Texto mostrado:
◆ ◆ ◆ ◆ ◆

Moverse en una zona –diseño de trampas para el extranjero que lo transita es no migrar, permanecer en el sitio que no se quiere abandonar, a menos que se juegue la conquista y la necesidad vital de ocupar un lugar para sobrevivir. Corporalidades lisas y estriadas coexisten tanto en las prácticas cotidianas como en el abandono de las reglas urbanas. Corporalidades hambrientas que sólo ven lo que desean, y sienten lo que les falta; corporalidades agujereadas, implosionadas, intensas. Pero también corporalidades que se domestican se disciplinan, se ordenan dentro de las relaciones de poder de adentro y de afuera. El cuerpo, que es liso por definición, inorgánico, intenso, encastrándose en la corporalidad estriada, definida, acontecida.
Los asentamientos tienen problemas cartográficos: si se observa el Google maps hay extensiones de tierra que no tienen ni calles ni pasajes ni subdivisiones, como un bloque de piedra inmenso sin intervención humana, mientras que en otros terrenos hay un diseño fortuito de caminos, nombrados como “pasaje 1”, “pasaje 2”, etc. De este modo, el escenario habitacional es un conjunto desordenado de parques, microbarrios y bloques macizos de “nada”. Para transitar esta zona hay caminos cuya dirección es hacia las vías principales, y también hay espacios abiertos, donde expandirse, correr e ir a ningún lado.

◆ ◆ ◆ ◆ ◆

Datos de origen:

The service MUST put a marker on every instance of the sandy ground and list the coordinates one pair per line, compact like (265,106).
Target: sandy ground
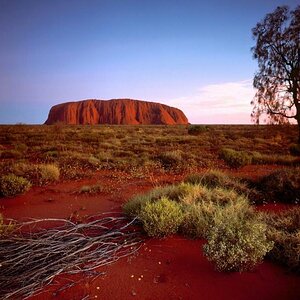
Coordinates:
(170,268)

◆ ◆ ◆ ◆ ◆

Consignas:
a – Según el texto, ¿qué les falta a algunas extensiones de tierra cuando se observan en Google maps? Enumera todo lo que se menciona.
b – Por favor, cita del texto el tramo que comienza en "Moverse en una" y termina en "estriada, definida, acontecida.".

Soluciones:
a – Calles, pasajes y subdivisiones.

b –
Moverse en una zona –diseño de trampas para el extranjero que lo transita es no migrar, permanecer en el sitio que no se quiere abandonar, a menos que se juegue la conquista y la necesidad vital de ocupar un lugar para sobrevivir. Corporalidades lisas y estriadas coexisten tanto en las prácticas cotidianas como en el abandono de las reglas urbanas. Corporalidades hambrientas que sólo ven lo que desean, y sienten lo que les falta; corporalidades agujereadas, implosionadas, intensas. Pero también corporalidades que se domestican se disciplinan, se ordenan dentro de las relaciones de poder de adentro y de afuera. El cuerpo, que es liso por definición, inorgánico, intenso, encastrándose en la corporalidad estriada, definida, acontecida.